Provided data »
☆ ☆ ☆ ☆ ☆
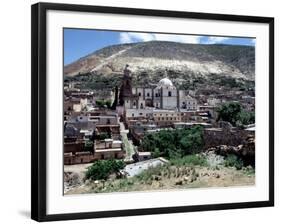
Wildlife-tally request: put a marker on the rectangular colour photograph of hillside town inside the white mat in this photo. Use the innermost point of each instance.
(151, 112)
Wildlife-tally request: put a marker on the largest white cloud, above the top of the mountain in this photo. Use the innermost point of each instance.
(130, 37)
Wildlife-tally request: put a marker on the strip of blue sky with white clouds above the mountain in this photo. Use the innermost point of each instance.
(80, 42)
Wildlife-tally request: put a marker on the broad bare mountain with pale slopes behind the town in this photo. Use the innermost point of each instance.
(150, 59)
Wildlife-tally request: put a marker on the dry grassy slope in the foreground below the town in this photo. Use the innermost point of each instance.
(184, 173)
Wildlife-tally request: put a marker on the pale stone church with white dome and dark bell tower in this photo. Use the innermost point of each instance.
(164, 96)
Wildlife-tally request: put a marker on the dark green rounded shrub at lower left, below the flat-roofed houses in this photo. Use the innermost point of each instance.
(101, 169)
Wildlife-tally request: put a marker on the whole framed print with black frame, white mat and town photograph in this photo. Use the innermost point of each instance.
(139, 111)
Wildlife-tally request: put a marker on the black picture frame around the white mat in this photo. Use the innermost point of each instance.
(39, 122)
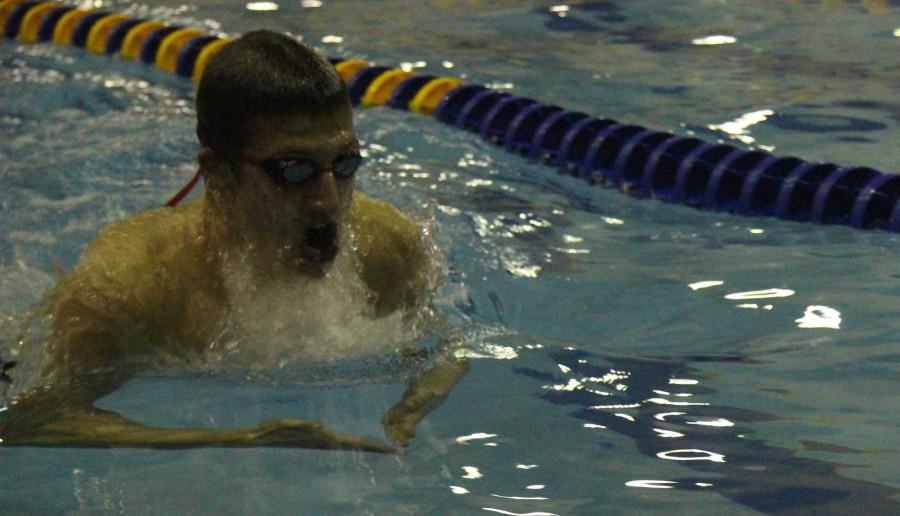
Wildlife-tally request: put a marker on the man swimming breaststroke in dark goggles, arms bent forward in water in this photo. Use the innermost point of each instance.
☆ ☆ ☆ ☆ ☆
Required action » Go through the material above and print all of it exactly, except the pictures.

Task answer »
Wildlife-tally request: put a marker on the rectangular colour photograph of hillside town inside the white mat in this photo. Use the innermost point of each instance.
(151, 112)
Wildlife-tally request: put a marker on the largest white cloud, above the top of the mountain in this photo. Use the innermost point of each instance.
(130, 37)
Wildlife-tally request: put a marker on the strip of blue sky with white clouds above the mountain in this photo. Use the innermost point of each instance.
(80, 42)
Wildlife-tally request: put a marker on the broad bare mountain with pale slopes behind the town in this photo. Use the innermost point of each instance.
(150, 59)
Wildlife-tally request: put a marker on the dry grassy slope in the foreground below the town in this photo. Use the innermost point of each instance.
(184, 173)
Wildlife-tally request: put a marker on the pale stone church with white dome and dark bell tower in this photo. Use the innermost point of each instance.
(164, 96)
Wildlife-tally request: put a marker on the dark green rounded shrub at lower left, below the flat-roofed houses in this photo. Use the innermost point of each instance.
(101, 169)
Wildlife-tally request: put a marker on the whole framed print with black frame, white mat and town photograph in this photo. Use the innermost point of each instance.
(139, 111)
Wildlife-tally request: put a marker on the black picture frame around the white mat in this photo. Use the innermost point of each instance.
(39, 122)
Wildlife-tally request: put a marker on the man swimming breaststroke in dark goggles, arms bent forward in water in this photo. Use the innermost point of each instance.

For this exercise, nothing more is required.